## Objetivo
Prossiga o texto sobre o reformismo e a crise do movimento socialista a partir da última frase apresentada.

A tarefa do partido, aparentemente pacífica para os socialistas da época clássica, deveria ter sido conciliar a sua intervenção sobre questões específicas e vitórias contingentes com a conservação da sua fisionomia programática e a sua capacidade de avançar no terreno da luta que era exclusiva para si mesmo, na direção ao objetivo geral e final da classe proletária. Com efeito, a prática reformista não só fez com que os proletários esquecessem a sua preparação revolucionária e classe, mas também levou os próprios líderes e teóricos do movimento a livrarem-se dela, proclamando que já não havia necessidade de se preocupar com objetivos máximos, que a crise revolucionária final prevista pelo marxismo já não passava de utopia, e que o que importava eram as conquistas diárias. A moeda comum dos reformista e sindicalistas era: "o objetivo não é nada, o movimento é tudo".

A crise inerente neste método apresentou-se brutamente com a primeira guerra mundial. A guerra destruiu o pressuposto histórico de uma tolerabilidade crescente do domínio capitalista, uma vez que os fundos coletivos acumulados da burguesia, dos quais uma pequena parte era entregue à aparente melhoria do padrão de vida económica das massas, foram queimados na fornalha da guerra, de modo que não só todos os efeitos finais das melhorias reformista desapareceram na crise económica, mas as próprias vidas de milhões de proletários foram sacrificada nas trincheiras. Ao mesmo tempo, enquanto a secção ainda saudável do movimento socialista se iludia a si própria ao pensar que uma representação tão violenta da barbárie capitalista teria provocado o afastamento dos grupos proletários das posições de colaboração e na direção duma luta geral aberta com o objetivo central da destruição do sistema burguês, pelo contrário, foi a crise e o fracasso de toda, ou quase toda, a organização proletária internacional.

O diferimento da frente agitacional e da ação imediata que ocorreu nos anos de prática reformista revelou-se como uma fraqueza fatal, visto que os objetivos máximos da classe acabaram por ser esquecidos, tornados incompreensíveis para os proletários. O método tático de aceitar o conjunto de partidos em duas coligações opostas de acordo com o país e empregando ao acaso a mais diversa variedade de slogans (para uma maior liberdade de organização, para a extensão do direito de voto, para a nacionalização de alguns sectores económicos, etc., etc.) foi bem explorado pela classe dominante para um efeito maligno, encorajando as formações políticas no seio da liderança do proletariado, que representavam a degeneração social-patriótica.

## Registos em bruto
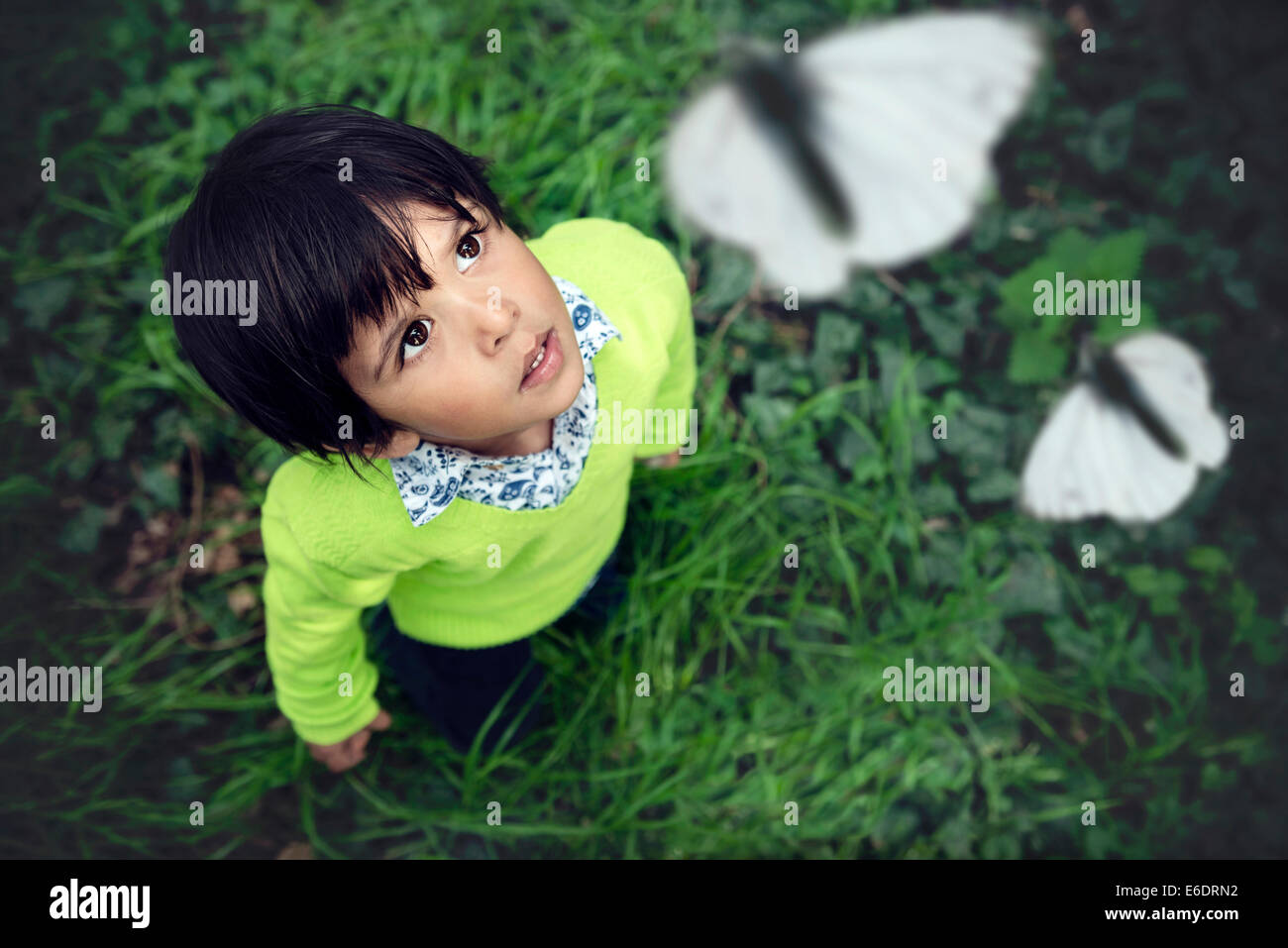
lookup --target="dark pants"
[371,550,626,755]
---
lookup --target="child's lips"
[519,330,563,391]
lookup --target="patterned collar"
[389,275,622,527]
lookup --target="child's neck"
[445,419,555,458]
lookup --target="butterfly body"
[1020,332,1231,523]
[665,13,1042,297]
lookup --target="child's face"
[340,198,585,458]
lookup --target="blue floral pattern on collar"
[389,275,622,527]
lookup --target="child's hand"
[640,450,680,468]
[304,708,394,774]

## Resposta escrita
Usando inteligentemente a popularidade dos postulados de propaganda não classista dos grandes partidos da Segunda Internacional com as suas poderosas organizações baseadas nas massas, foi fácil desviar a preparação política destas ultimas, dizendo que era do interesse do proletariado, e mesmo do seu caminho para o socialismo, defender outros resultados ao mesmo tempo, tais como a civilização alemã contra o czarismo feudal e teocrático, ou a democracia ocidental contra o militarismo alemão.

A riposta do movimento operário à traição da Segunda Internacional foi a formação da Terceira Internacional, através da Revolução Russa. Deve dizer-se que, apesar da nova Internacional ter restaurado os valores revolucionários no que diz respeito aos princípios doutrinários, que à abordagem teórica e à questão central do poder do Estado foi magnífica e abrangente, as suas disposições organizacionais e a sua abordagem às suas próprias táticas e às dos seus partidos membros não foram tão abrangentes.

A sua crítica aos oportunistas da Segunda Internacional era, contudo, abrangente e inequívoca, não só no que diz respeito ao abandono total dos princípios marxistas por parte destes últimos, mas também à sua tática de coligação e colaboração com governos e partidos burgueses.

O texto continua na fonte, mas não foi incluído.